_Page extract:_
====
# DSCI100 FINAL PROJECT

# Introduction
Name: Isabella Lin

**Background:**
- Minecraft, released in 2011 by the Swedish developer Mojang Studios, is a sandbox game that has become iconic among young audiences. As of 2025, it ranks as the third most popular video game worldwide (Wikipedia contributors, 2025).

- This study utilizes data collected by a research group in the UBC Computer Science department, led by Frank Wood. The team operated a dedicated Minecraft server and recorded detailed information on player activity as users interacted within the game environment. The dataset includes variables related to player skill levels, demographics, and gameplay sessions.

  
**Questions:**
- Broad Question: What player characteristics and behaviours are most predictive of subscribing to a game-related newsletter, and how do these features differ between various player types?
- Specific question: Can a player's age and hours played predict whether they will subscribe to the game-related newsletter?



# Data Description of players.csv 

The datafile I used for answering the question was the `players.csv` which had a list of data of all unique players. This dataset contains the necessary variables to answer the question.

- Number of variables: 7
- Number of observations: 195


**ISSUES:**

- The `Age` variable is skewed toward younger players, with most ages clustered around 20. This may indicate a potential bias in the dataset.
====
_Items stored from a collection:_
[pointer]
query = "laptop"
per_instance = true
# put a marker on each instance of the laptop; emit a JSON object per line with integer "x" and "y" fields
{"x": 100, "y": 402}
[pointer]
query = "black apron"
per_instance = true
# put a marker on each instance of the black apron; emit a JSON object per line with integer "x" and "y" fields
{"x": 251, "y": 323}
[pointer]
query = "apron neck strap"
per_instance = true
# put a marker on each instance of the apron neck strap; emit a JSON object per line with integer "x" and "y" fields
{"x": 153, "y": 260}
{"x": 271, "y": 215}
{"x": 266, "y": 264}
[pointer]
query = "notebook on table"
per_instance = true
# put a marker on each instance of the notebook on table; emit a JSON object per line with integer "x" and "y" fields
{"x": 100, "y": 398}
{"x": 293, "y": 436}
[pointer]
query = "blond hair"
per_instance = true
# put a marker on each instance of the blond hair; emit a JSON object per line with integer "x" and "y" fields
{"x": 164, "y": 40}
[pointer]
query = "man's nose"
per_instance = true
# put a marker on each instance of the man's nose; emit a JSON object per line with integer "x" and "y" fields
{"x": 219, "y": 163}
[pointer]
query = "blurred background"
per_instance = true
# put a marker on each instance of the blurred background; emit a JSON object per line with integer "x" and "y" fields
====
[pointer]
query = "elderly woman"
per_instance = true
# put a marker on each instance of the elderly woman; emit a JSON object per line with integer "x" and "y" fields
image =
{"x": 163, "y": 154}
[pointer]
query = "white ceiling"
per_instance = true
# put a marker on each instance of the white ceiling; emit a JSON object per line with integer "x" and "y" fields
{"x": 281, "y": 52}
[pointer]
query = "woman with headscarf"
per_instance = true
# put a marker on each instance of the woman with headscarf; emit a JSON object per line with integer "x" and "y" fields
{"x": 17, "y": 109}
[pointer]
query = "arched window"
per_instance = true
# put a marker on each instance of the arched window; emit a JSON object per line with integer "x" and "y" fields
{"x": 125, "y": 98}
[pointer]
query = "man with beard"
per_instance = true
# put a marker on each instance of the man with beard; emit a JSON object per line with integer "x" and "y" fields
====
_Directions for this task:_
Copy word for word the part of the Minecraft project write-up that opens with the words containing "# DSCI100 FINAL" and closes with "and gameplay sessions.". The records are separate material, apart from the Minecraft project write-up.

_Task solution:_
# DSCI100 FINAL PROJECT

# Introduction
Name: Isabella Lin

**Background:**
- Minecraft, released in 2011 by the Swedish developer Mojang Studios, is a sandbox game that has become iconic among young audiences. As of 2025, it ranks as the third most popular video game worldwide (Wikipedia contributors, 2025).

- This study utilizes data collected by a research group in the UBC Computer Science department, led by Frank Wood. The team operated a dedicated Minecraft server and recorded detailed information on player activity as users interacted within the game environment. The dataset includes variables related to player skill levels, demographics, and gameplay sessions.